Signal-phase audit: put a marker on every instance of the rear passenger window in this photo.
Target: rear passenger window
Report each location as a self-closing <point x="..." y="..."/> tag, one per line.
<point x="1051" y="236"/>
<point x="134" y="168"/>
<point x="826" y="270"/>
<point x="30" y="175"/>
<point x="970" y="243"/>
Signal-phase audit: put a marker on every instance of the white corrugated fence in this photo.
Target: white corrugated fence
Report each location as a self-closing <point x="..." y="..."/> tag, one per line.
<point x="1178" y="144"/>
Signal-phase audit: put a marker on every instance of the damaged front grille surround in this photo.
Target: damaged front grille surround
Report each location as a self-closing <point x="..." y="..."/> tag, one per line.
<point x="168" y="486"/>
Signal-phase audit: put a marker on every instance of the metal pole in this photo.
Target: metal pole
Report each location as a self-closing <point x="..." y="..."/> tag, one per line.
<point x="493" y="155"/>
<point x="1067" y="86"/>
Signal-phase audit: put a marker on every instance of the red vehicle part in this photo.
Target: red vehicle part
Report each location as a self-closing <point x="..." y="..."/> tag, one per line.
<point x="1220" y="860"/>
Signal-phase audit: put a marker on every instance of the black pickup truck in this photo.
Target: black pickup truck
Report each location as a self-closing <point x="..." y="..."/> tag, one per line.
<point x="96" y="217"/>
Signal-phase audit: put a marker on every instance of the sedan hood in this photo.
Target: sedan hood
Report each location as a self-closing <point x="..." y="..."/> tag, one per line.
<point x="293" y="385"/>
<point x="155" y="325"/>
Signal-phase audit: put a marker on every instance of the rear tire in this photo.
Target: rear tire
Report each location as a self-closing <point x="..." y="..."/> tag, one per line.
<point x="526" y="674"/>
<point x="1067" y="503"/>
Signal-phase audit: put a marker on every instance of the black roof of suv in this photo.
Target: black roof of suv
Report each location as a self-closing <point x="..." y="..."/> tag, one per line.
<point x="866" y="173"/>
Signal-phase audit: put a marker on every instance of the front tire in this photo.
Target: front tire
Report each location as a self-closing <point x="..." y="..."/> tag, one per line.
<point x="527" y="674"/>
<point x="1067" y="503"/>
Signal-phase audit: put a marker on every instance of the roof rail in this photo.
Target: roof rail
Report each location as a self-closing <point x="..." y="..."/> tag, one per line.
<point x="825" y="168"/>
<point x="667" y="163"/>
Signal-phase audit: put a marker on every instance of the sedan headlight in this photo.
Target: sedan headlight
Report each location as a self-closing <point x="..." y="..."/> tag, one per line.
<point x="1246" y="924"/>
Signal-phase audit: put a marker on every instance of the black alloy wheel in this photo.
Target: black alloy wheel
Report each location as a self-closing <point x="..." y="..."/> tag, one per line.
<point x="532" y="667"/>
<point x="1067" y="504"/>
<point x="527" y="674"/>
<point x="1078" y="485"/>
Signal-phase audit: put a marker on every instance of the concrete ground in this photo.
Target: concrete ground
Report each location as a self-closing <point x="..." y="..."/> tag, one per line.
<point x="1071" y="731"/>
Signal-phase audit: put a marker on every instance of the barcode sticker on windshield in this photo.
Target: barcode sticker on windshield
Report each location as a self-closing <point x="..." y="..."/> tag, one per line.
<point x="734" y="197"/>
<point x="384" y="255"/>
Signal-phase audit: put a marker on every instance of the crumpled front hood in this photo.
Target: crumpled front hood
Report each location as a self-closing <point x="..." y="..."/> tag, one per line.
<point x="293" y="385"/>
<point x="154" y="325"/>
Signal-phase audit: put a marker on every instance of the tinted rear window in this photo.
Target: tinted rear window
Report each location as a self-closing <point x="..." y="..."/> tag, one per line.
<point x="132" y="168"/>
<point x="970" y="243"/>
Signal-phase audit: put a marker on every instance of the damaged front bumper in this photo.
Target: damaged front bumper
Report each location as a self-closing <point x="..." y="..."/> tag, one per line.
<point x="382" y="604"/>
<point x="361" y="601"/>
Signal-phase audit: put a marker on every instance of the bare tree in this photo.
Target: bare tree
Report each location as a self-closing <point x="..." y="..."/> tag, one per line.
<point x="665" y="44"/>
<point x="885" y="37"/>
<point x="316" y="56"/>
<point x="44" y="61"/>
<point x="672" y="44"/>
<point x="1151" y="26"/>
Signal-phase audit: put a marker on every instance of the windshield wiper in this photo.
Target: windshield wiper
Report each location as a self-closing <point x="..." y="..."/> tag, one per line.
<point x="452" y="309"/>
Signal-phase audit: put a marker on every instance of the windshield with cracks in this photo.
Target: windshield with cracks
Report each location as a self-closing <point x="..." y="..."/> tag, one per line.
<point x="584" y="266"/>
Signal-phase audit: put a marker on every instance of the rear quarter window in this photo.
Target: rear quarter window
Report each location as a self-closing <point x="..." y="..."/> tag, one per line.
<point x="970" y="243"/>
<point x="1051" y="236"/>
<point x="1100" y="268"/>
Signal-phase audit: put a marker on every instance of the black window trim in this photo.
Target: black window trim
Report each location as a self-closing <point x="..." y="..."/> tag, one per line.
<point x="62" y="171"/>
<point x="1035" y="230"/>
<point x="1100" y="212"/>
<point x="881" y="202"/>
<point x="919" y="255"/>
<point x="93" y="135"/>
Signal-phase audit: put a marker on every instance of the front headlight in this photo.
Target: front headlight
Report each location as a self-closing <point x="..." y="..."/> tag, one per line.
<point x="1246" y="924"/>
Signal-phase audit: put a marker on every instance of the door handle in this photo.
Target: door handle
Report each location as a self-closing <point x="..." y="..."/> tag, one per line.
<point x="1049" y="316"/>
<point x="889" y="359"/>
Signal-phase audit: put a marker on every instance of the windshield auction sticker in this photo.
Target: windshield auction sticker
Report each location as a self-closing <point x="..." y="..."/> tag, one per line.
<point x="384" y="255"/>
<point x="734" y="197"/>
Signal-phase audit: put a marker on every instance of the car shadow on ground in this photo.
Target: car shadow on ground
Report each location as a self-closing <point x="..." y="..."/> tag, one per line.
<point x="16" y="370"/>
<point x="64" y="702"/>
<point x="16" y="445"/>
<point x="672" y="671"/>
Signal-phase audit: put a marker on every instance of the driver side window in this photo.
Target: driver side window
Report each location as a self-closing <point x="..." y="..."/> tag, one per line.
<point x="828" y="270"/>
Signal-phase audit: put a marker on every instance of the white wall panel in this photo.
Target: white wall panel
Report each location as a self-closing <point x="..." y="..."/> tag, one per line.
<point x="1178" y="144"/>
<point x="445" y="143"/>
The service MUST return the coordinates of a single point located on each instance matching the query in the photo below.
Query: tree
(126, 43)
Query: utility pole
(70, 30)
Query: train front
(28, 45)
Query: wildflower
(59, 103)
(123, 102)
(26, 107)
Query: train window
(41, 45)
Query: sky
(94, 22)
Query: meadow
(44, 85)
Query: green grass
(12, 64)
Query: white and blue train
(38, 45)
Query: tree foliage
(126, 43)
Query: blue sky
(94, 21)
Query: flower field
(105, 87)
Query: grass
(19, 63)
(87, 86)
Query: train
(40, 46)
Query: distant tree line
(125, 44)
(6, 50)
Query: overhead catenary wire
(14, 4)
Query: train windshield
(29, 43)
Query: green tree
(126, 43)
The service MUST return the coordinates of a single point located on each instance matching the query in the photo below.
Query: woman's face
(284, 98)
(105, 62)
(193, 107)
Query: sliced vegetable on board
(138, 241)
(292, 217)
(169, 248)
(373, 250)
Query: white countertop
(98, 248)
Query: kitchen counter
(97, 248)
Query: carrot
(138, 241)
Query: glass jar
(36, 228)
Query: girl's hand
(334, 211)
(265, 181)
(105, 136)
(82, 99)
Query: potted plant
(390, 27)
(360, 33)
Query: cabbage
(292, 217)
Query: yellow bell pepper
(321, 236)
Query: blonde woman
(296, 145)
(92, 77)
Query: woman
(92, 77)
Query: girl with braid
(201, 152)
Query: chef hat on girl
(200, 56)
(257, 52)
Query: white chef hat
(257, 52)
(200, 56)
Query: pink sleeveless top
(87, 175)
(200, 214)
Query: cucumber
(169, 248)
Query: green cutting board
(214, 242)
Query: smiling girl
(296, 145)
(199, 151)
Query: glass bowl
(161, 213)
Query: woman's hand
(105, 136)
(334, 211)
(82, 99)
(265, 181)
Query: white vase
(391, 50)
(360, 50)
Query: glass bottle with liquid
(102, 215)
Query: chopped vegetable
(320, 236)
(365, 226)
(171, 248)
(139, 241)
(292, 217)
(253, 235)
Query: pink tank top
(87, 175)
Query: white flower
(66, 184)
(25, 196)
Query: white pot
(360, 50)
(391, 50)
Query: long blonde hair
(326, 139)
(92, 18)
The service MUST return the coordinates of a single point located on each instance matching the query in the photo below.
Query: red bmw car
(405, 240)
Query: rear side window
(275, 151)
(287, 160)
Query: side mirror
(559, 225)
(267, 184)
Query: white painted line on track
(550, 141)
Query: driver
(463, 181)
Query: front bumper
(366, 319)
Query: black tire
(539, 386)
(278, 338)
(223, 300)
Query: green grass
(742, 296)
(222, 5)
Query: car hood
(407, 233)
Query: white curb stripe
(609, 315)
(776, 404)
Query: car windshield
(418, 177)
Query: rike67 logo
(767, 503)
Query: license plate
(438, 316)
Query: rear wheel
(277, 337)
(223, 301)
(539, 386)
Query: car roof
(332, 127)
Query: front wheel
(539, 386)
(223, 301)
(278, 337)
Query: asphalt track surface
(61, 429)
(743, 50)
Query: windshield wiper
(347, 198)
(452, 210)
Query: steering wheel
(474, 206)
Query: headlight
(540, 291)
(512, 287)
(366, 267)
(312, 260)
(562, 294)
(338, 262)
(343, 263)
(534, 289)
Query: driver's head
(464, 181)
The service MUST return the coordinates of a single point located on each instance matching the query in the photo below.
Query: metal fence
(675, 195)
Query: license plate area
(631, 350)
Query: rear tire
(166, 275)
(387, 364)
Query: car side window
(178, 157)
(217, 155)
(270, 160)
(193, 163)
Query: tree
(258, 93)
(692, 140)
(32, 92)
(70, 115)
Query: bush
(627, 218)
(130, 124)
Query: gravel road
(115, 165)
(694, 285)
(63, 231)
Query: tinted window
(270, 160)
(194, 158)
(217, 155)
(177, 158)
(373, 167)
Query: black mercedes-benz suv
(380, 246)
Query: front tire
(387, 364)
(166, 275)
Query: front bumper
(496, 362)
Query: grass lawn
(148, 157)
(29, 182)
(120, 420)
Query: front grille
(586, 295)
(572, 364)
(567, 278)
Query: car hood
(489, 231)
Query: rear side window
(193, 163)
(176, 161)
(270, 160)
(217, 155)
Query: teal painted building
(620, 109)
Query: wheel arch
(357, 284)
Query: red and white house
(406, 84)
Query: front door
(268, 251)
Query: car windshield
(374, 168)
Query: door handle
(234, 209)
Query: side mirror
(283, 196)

→ What is required
Retype only the stretch of lines above starting at the one with "suv in this photo." and stopping at the one with "Target: barcode sticker on windshield", exactly as written, with both kept.

→ Solution to this exercise
Signal-phase audit: put a marker on every instance of the black roof of suv in this photo.
Target: black roof of suv
Report each location as a self-closing <point x="..." y="..."/> tag, one per line.
<point x="866" y="173"/>
Signal-phase audit: put a marker on every instance of the front tire in this photo.
Target: front tire
Report each location as a self-closing <point x="..." y="..."/> tag, one per line.
<point x="527" y="674"/>
<point x="1067" y="503"/>
Signal-phase audit: put a marker on every instance of the roof rail in this photo.
Target: roof rail
Report each location as a self-closing <point x="..." y="..."/> tag, one per line.
<point x="825" y="168"/>
<point x="667" y="163"/>
Signal-phase audit: put a marker on every instance of the sedan headlight in this photo.
Target: sedan headlight
Report each location as a self-closing <point x="..." y="..."/> tag, one per line.
<point x="1246" y="924"/>
Signal-phase audit: put a marker on every instance of the black alloy wheel in this photo.
Target: black alloy wheel
Report each location as a self-closing <point x="..." y="..."/> tag, one per line.
<point x="532" y="667"/>
<point x="1067" y="504"/>
<point x="527" y="674"/>
<point x="1078" y="485"/>
Signal-phase audit: put a marker on every instance of the concrete ground in this photo.
Target: concrete ground
Report each location as a self-closing <point x="..." y="..."/> tag, one per line.
<point x="1071" y="731"/>
Signal-phase audit: put a marker on every instance of the barcode sticker on windshield in this photo.
Target: barcode sticker on windshield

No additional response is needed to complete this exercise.